• **To be done**
Reproduce the following data line for line, with every word and character unchanged.

(Excerpts from a pointing dataset)
.....
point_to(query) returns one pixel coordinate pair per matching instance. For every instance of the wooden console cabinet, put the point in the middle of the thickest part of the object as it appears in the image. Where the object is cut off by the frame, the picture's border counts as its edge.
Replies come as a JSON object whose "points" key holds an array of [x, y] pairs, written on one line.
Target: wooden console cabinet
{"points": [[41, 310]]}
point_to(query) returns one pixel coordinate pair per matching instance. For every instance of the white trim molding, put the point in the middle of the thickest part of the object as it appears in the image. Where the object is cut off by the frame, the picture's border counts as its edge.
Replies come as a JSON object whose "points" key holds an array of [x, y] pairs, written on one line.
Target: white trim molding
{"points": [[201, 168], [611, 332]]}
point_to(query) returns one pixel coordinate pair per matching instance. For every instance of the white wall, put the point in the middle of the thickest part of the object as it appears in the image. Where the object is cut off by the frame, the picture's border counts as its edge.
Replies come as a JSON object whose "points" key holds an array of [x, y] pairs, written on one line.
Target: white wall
.....
• **Solved exercise**
point_to(query) returns one pixel coordinate pair per matching instance. For every instance of the wooden console cabinet, put the point in the middle of the thickest part of the object as it appears in the image. Where the object is cut off by the frame, the picture's border counts as its edge.
Replies come as a JSON object whose "points" key holds an array of [x, y] pairs, written on one line.
Target: wooden console cabinet
{"points": [[41, 310]]}
point_to(query) returns one pixel coordinate pair per matching instance. For every instance of the white trim molding, put the point in the middle of the thickest part of the object as it appears in the image. Where the object is cut off by the frame, the picture's border counts as its edge.
Replies come as a JSON object whose "points" key holds an array of [x, y] pairs, written on one line.
Target: white trim molding
{"points": [[201, 168], [611, 332]]}
point_to(query) returns one pixel coordinate pair per matching instance. For every instance of the white wall, put the point in the middle of the thickest part of the object as it appears in the image. Where the object is cut off by the frame, the picture's border counts as its edge.
Replies come as a JSON object whose "points" key holds an array of [x, y] pairs, written on one line.
Target: white wall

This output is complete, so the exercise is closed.